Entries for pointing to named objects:
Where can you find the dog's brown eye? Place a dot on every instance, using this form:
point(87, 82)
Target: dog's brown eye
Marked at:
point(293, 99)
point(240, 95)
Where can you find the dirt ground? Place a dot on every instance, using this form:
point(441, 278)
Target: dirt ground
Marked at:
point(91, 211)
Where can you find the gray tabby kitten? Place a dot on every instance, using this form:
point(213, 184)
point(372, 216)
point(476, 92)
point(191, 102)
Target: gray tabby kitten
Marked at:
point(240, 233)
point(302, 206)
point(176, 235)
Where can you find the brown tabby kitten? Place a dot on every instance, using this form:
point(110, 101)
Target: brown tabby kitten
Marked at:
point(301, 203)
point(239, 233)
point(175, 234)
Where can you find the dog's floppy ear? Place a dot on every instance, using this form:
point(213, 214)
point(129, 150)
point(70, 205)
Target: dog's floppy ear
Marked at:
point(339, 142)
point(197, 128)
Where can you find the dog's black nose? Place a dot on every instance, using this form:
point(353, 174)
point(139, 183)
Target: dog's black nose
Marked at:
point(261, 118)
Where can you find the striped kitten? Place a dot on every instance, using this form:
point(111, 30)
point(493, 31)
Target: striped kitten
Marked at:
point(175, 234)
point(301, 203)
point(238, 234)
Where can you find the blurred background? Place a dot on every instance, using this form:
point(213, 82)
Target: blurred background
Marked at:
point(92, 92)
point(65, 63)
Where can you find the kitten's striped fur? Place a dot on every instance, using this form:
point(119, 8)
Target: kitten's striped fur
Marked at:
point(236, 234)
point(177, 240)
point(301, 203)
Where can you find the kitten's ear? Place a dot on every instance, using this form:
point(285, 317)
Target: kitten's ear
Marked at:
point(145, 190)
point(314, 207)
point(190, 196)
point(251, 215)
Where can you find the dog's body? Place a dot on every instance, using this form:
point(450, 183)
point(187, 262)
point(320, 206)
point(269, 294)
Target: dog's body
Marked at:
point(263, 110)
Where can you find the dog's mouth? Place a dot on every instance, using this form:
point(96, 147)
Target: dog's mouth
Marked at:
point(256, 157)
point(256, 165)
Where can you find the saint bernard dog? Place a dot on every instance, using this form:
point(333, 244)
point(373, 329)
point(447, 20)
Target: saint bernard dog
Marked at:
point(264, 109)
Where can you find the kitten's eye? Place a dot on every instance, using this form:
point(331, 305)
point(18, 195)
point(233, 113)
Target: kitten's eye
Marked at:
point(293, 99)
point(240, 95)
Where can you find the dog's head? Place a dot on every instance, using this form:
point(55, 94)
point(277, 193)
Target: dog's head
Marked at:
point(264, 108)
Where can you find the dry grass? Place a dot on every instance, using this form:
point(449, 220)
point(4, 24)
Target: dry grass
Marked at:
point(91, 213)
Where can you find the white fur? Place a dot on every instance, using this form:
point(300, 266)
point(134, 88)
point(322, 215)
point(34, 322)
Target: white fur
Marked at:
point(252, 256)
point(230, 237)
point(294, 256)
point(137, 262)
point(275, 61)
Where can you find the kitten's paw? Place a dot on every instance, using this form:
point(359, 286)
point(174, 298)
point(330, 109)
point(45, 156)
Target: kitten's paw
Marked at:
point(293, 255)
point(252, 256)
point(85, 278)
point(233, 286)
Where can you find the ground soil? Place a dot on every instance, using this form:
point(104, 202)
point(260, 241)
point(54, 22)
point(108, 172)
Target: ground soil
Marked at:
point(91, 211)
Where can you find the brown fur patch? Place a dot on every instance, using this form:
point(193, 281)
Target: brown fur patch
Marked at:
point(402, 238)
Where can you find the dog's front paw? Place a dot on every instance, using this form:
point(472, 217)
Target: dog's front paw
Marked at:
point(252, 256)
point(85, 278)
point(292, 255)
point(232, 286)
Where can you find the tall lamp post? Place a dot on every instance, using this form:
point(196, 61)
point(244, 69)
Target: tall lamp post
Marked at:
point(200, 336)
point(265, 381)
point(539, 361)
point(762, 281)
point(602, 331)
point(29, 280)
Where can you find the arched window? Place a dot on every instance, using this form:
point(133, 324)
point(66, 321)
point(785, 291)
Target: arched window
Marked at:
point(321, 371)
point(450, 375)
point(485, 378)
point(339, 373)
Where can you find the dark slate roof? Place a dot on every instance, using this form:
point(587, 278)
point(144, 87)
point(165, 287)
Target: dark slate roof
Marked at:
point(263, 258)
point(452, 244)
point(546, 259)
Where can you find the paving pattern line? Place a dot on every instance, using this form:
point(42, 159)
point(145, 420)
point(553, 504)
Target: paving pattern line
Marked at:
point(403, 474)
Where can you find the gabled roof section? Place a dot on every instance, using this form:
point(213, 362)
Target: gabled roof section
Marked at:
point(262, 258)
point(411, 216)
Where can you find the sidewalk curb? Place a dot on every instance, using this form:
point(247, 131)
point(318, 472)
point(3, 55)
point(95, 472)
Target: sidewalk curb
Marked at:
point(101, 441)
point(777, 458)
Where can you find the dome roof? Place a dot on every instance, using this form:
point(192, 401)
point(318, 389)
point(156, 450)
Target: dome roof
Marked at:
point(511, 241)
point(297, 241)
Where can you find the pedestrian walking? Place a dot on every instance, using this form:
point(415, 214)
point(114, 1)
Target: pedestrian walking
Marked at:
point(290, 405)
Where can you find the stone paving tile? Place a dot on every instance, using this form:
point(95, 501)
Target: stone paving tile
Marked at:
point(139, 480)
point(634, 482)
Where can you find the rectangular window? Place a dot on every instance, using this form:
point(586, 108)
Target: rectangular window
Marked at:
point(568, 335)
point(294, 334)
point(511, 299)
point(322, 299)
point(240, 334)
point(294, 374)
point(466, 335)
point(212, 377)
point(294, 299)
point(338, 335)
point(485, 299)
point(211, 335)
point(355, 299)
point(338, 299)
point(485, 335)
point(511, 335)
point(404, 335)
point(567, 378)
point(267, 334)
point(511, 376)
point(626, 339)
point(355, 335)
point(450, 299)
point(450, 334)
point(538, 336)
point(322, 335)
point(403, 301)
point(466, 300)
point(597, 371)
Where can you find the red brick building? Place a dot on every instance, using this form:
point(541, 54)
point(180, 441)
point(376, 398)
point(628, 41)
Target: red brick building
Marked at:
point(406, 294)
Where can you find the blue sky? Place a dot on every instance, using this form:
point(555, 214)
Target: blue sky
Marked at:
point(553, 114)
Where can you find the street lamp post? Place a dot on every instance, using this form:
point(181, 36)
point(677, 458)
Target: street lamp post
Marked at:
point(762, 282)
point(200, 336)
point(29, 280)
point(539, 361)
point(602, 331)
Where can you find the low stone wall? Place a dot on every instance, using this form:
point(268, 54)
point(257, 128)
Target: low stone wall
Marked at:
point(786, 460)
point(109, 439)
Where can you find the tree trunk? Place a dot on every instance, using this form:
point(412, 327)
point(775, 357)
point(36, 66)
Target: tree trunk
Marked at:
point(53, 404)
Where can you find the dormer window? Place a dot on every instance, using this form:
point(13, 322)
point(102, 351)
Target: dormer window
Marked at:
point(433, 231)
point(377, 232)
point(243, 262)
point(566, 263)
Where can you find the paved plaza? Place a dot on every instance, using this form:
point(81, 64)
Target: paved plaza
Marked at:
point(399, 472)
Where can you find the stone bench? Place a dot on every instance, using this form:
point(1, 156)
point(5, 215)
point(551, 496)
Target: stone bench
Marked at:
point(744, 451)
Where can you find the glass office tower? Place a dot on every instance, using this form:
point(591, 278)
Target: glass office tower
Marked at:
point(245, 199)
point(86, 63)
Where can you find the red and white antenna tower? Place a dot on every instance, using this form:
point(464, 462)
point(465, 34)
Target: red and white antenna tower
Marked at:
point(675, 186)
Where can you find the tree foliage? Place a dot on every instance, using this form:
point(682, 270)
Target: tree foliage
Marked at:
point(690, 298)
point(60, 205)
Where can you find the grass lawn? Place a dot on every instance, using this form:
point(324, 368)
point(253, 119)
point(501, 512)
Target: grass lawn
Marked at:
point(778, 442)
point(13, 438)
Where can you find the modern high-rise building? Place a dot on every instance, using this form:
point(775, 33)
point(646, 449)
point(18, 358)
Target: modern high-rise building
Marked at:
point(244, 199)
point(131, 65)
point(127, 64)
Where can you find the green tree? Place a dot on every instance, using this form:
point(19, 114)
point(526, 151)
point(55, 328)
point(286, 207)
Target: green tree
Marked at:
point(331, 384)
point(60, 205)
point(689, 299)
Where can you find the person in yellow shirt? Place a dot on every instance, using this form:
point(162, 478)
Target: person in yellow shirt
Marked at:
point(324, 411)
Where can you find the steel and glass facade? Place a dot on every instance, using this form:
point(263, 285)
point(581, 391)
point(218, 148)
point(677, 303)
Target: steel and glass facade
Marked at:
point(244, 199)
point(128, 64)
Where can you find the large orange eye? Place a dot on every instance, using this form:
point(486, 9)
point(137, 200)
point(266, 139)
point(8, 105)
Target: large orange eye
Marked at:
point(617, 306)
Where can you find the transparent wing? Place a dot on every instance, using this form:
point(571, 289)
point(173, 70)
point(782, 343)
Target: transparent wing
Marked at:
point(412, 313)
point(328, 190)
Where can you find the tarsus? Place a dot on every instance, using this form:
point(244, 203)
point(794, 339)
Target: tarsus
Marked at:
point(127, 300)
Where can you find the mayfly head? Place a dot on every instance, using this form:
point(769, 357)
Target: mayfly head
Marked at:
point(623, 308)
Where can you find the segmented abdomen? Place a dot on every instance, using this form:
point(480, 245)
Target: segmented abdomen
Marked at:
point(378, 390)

→ **Brief**: Copy the lines from the one containing "Where can you find the grass" to the one containing "point(13, 438)", changing "grass lawn" to "green lawn" wherever it appears and keeping everything else unaltered.

→ **Output below**:
Where can you find the green lawn? Place a dot on every instance, using this form:
point(324, 368)
point(253, 119)
point(501, 512)
Target: green lawn
Marked at:
point(778, 442)
point(13, 438)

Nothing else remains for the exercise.